───── Selected text ─────
Thursday, October 10, 2013

Conflict of Opinion

I delayed a day to avoid throwing too many words on the screen....

Yesterday, while we were working diligently away, Marguerite came in & announced that the marketing side of the publishing house we signed with thought that the tutorial we had created was complete & utter rubbish...We needed to redo it right away.

There are many things wrong with this & I will attempt to keep my professionalism.

So first off, it is completely in their right to tell us as such. They may have their own criticisms of our product. However,

To do so without any additional direction or concrete reason why our tutorial fails so decisively does not help push the conversation forward nor endear the two parties. Simply exclaiming that it is terrible, helps no one it only causes more problems.

To the defense of our tutorial we have hard data of the number of people who have played the game via testing & at conventions. Not to mention the victory we won at the Strasbourg Film festival. At that venue the game was held up entirely by its own design. We were not present to walk players through. And the final result was that we won Best Work in Progress.

The timing of this feedback also comes at one of the most in-opportune times. Pathogen is going gold master/ code lock next Friday the 19th. A week and half notice on such a "obviously failing" system is simply not professional, especially since the marketing crew had a build, with the tutorial included on Sept 10th, exactly 1 month ago.

So what do we do?

Well, you bite the bullet. Act professionally & change it.

In reaction, some things are simply getting cut.

- Pinch/Pull Zoom is out, too many problems have already arisen. No need to continue to fight it.
- Push Notifications are also out. Not enough time to learn about how this works, was causing some minor headaches trying to get it implemented a few days ago.

My time is now exclusively dedicated to this new tutorial.
 - We spec'ed two different paths, picked one & I started to dig into it.
 - Ultimately it is a far more restrictive, guide-me-by-the-hand kind of tutorial that eliminates most difficulty/challenge.

Some final notes. I accept that the tutorial was not perfect, it was functional & in my opinion served its purpose with a modest success rate. I would have no issue with addressing the short comings of the tutorial as first week update. Especially since that would have provided us with real time, market driven data about how effective the tutorial truly is.

But its not my call, so I'd better get back to work.
───── Supplied records ─────
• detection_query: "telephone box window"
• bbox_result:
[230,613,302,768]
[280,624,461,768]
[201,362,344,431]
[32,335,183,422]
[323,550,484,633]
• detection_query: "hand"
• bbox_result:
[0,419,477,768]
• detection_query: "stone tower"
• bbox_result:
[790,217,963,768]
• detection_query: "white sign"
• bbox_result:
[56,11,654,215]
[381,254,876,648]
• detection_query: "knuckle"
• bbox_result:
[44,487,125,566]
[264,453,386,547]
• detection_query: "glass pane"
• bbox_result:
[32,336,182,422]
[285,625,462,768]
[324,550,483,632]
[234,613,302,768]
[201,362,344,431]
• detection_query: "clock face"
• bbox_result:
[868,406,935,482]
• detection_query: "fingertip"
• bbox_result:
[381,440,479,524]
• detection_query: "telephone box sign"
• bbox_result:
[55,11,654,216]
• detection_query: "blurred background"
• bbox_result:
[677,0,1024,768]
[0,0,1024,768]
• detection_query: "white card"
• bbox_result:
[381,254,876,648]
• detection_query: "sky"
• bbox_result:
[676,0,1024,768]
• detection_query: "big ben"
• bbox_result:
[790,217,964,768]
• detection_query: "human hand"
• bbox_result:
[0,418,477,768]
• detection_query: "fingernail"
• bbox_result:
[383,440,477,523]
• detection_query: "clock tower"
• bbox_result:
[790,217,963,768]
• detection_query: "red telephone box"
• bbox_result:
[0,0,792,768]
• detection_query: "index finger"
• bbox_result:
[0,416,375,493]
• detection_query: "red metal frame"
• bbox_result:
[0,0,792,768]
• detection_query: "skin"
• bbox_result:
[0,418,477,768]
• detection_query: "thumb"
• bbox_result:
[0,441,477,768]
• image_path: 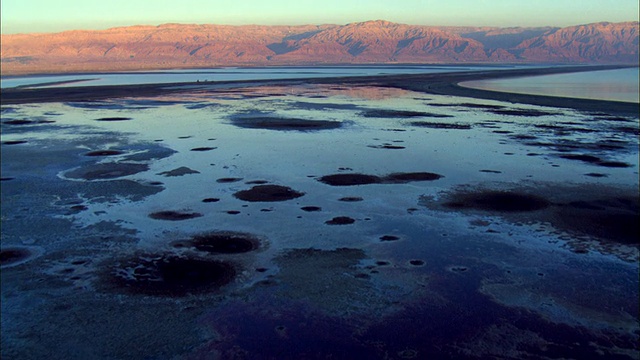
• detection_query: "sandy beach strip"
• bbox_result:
[0,65,640,117]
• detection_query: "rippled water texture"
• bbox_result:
[462,68,640,103]
[0,81,640,359]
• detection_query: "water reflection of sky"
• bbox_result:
[463,68,640,103]
[1,65,524,88]
[1,85,638,358]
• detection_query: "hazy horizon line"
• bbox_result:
[0,19,640,35]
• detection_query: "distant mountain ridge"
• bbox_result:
[0,20,639,75]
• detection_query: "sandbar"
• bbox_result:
[0,65,640,116]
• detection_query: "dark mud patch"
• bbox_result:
[480,169,502,174]
[158,166,200,177]
[318,172,442,186]
[84,150,124,156]
[319,174,382,186]
[584,173,609,178]
[0,247,39,268]
[420,183,640,252]
[360,109,453,119]
[382,172,443,184]
[179,232,261,254]
[552,197,640,245]
[338,196,364,202]
[64,163,149,180]
[149,210,202,221]
[558,154,632,168]
[2,119,55,125]
[411,121,471,130]
[107,255,236,297]
[443,190,551,212]
[232,116,342,131]
[96,116,133,121]
[367,144,405,150]
[2,140,27,145]
[324,216,356,225]
[245,180,269,185]
[216,178,242,184]
[489,109,562,117]
[233,185,304,202]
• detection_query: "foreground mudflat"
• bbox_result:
[0,79,640,359]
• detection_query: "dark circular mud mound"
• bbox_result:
[191,232,260,254]
[319,174,382,186]
[325,216,356,225]
[444,191,551,212]
[65,163,149,180]
[232,116,342,131]
[96,117,133,121]
[84,150,124,156]
[109,255,236,297]
[149,210,202,221]
[0,248,33,267]
[383,172,443,184]
[233,185,304,202]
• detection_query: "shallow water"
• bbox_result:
[461,68,640,103]
[1,85,639,359]
[0,65,528,88]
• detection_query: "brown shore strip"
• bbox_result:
[0,65,640,117]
─────
§ Requirement 1
Give the post about the tutorial dispute again, from "- We spec'ed" down to "eliminates most difficulty/challenge.", but swap "restrictive" for "rigid".
§ Requirement 2
According to the post about the tutorial dispute, what award did the game win at the Strasbourg Film festival?
None of the lines are needed for this work.

§ Problem solution 1
- We spec'ed two different paths, picked one & I started to dig into it.
 - Ultimately it is a far more rigid, guide-me-by-the-hand kind of tutorial that eliminates most difficulty/challenge.

§ Problem solution 2
Best Work in Progress